**Dataset content**
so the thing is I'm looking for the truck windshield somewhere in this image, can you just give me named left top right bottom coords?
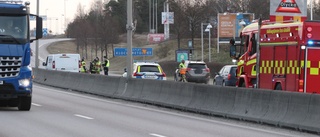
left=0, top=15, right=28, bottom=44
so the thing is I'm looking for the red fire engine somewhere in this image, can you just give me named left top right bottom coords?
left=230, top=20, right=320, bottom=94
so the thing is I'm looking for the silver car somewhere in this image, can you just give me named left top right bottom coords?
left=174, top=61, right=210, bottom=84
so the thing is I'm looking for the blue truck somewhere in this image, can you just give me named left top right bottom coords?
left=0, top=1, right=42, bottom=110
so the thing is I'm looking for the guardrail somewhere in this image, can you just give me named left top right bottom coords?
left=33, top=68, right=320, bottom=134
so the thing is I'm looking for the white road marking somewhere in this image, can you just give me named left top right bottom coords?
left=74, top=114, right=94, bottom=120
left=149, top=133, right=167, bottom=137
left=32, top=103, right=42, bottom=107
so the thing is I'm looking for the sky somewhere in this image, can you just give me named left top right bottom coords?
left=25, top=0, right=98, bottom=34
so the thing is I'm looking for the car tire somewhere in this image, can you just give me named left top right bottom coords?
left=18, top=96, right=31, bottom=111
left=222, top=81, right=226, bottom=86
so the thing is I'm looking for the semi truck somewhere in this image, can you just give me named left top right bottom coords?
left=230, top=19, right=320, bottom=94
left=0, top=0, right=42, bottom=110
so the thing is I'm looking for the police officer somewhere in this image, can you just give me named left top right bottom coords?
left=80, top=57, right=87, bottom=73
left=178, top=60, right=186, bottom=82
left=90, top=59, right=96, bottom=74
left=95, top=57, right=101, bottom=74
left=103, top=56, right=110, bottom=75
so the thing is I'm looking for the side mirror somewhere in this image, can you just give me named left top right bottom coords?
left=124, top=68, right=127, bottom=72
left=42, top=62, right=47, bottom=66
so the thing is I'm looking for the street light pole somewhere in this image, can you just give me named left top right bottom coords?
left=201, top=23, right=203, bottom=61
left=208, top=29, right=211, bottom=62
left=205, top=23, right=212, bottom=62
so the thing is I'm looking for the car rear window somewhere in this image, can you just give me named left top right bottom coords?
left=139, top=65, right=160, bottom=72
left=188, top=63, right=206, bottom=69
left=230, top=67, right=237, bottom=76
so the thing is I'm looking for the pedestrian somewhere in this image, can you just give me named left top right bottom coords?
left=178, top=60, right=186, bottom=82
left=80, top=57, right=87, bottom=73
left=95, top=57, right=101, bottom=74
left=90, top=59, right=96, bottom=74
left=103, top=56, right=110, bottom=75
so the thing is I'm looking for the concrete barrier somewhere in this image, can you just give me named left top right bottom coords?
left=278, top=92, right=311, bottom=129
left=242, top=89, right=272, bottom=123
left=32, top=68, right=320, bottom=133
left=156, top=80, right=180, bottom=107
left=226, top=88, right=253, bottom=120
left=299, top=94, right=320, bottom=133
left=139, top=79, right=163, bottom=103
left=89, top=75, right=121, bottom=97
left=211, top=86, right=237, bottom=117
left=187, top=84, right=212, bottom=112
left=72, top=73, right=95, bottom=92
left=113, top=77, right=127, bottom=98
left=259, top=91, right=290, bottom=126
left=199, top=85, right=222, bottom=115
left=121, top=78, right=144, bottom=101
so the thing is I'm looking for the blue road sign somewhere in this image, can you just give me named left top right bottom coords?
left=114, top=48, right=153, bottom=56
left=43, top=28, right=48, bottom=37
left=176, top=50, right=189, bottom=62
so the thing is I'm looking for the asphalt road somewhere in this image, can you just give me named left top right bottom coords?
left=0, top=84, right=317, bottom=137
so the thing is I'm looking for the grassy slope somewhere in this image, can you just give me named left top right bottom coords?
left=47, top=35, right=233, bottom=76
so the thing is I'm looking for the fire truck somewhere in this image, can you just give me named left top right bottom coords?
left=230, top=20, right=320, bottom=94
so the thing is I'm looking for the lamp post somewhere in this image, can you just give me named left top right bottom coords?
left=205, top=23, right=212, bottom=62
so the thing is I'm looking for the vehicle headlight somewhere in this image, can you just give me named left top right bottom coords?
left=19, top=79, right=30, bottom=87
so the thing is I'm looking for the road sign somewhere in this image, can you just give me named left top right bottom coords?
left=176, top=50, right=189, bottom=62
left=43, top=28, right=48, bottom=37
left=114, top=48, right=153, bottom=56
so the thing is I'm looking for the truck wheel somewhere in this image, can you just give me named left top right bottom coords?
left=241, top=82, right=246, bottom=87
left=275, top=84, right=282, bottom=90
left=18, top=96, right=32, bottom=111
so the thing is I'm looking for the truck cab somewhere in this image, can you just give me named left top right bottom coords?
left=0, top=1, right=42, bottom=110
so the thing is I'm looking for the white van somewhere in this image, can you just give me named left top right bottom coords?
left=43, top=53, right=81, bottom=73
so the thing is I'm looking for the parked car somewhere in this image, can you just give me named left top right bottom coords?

**Work order**
From the first line to the last, retype the data exactly, but omit every image.

**Task output**
so the thing is I'm looking for the truck windshield somewhere in this image, can you just give me named left top right bottom coords?
left=0, top=15, right=28, bottom=44
so the thing is I'm looking for the red fire engine somewhere in this image, can you just give me named left top right bottom coords?
left=230, top=20, right=320, bottom=94
so the thing is I'm looking for the silver car somewhere in this image, can you just give me named left top right bottom coords?
left=174, top=61, right=210, bottom=84
so the thing is I'm looking for the blue truck somewhere in this image, can you just give me named left top right bottom coords?
left=0, top=1, right=42, bottom=110
so the thing is I'm looking for the guardrail somewhere in this image, can you just give me named left top right bottom coords?
left=33, top=68, right=320, bottom=134
so the thing is I'm looking for the white road marking somewhere in this image, can you just give me named left top right bottom coords?
left=74, top=114, right=94, bottom=120
left=149, top=133, right=167, bottom=137
left=32, top=103, right=42, bottom=107
so the thing is I'm looking for the sky somewhere in this image, can you just give me named left top right bottom coords?
left=25, top=0, right=98, bottom=34
so the thing is I'm looking for the car tire somewhere in this image, can you just give me named left top right bottom coords?
left=18, top=96, right=31, bottom=111
left=222, top=81, right=226, bottom=86
so the thing is I'm looking for the semi truck somewhere in this image, can you just give me named left top right bottom coords?
left=230, top=19, right=320, bottom=94
left=0, top=0, right=42, bottom=110
so the thing is I'm looking for the police officer somewhere in this image, can you just give me named left top right bottom coords?
left=80, top=57, right=87, bottom=73
left=178, top=60, right=186, bottom=82
left=90, top=59, right=96, bottom=74
left=95, top=57, right=101, bottom=74
left=103, top=56, right=110, bottom=75
so the thing is I'm looking for the side mirror somewhere in this image, can you just give me named left top right bottom coords?
left=124, top=68, right=127, bottom=72
left=42, top=62, right=47, bottom=66
so the thing is I'm looking for the street light pole somewhere in this image, can you just give me named left top right bottom coords?
left=201, top=23, right=203, bottom=61
left=208, top=29, right=211, bottom=62
left=205, top=23, right=212, bottom=62
so the thing is I'm looking for the car rear window somewhere in this image, can you just give me named left top right bottom coords?
left=139, top=65, right=160, bottom=72
left=188, top=63, right=206, bottom=69
left=230, top=67, right=237, bottom=76
so the thing is I'm looking for the pedestrian somewhere in this image, can you just give me named left top right bottom coords?
left=178, top=60, right=186, bottom=82
left=80, top=57, right=87, bottom=73
left=95, top=57, right=101, bottom=74
left=90, top=59, right=96, bottom=74
left=103, top=56, right=110, bottom=75
so the thing is I'm looking for the concrete barrier somewhere in this image, can you just give me named left top right bottom coords?
left=278, top=92, right=311, bottom=129
left=242, top=89, right=272, bottom=123
left=32, top=68, right=320, bottom=133
left=156, top=80, right=180, bottom=107
left=226, top=88, right=253, bottom=120
left=299, top=94, right=320, bottom=133
left=139, top=79, right=163, bottom=103
left=89, top=75, right=121, bottom=97
left=211, top=86, right=237, bottom=117
left=187, top=84, right=212, bottom=112
left=72, top=73, right=95, bottom=92
left=113, top=77, right=127, bottom=98
left=259, top=91, right=290, bottom=126
left=199, top=85, right=222, bottom=115
left=121, top=78, right=144, bottom=101
so the thing is I'm looking for the blue road sign somewhere in this image, can you just give me named left top right bottom coords?
left=114, top=48, right=153, bottom=56
left=43, top=28, right=48, bottom=37
left=176, top=50, right=189, bottom=62
so the thing is I'm looking for the asphalt road somewhere in this image, can you just give me named left top right bottom coords?
left=0, top=84, right=317, bottom=137
so the thing is I'm looking for the grassy slope somewhere in this image, can you just give me named left top right bottom coords?
left=47, top=35, right=233, bottom=76
so the thing is I'm looking for the fire truck somewhere in this image, can you just give me named left top right bottom coords?
left=230, top=20, right=320, bottom=94
so the thing is I'm looking for the lamp post somewhere in this image, can you just give me named left top right bottom coords?
left=205, top=23, right=212, bottom=62
so the thing is I'm looking for the vehicle headlight somewhere in this image, can you just give me named left top right bottom coords?
left=19, top=79, right=30, bottom=87
so the thing is I'm looking for the road sign somewhere in this image, can you just give me named left top right bottom coords?
left=176, top=50, right=189, bottom=62
left=43, top=28, right=48, bottom=37
left=114, top=48, right=153, bottom=56
so the thing is I'm looking for the truck wheel somewhere in this image, can you just give me named left top right bottom coords?
left=241, top=82, right=246, bottom=87
left=275, top=84, right=282, bottom=90
left=18, top=96, right=32, bottom=111
so the thing is I'm looking for the truck cab somewhere in this image, can you just give me named left top right bottom coords?
left=0, top=1, right=42, bottom=110
so the thing is I'm looking for the white van somewhere in this image, can you just give me named left top right bottom coords?
left=43, top=53, right=81, bottom=73
so the thing is I'm looking for the parked car somewhere in this image, can you just give me named left top right bottom coords?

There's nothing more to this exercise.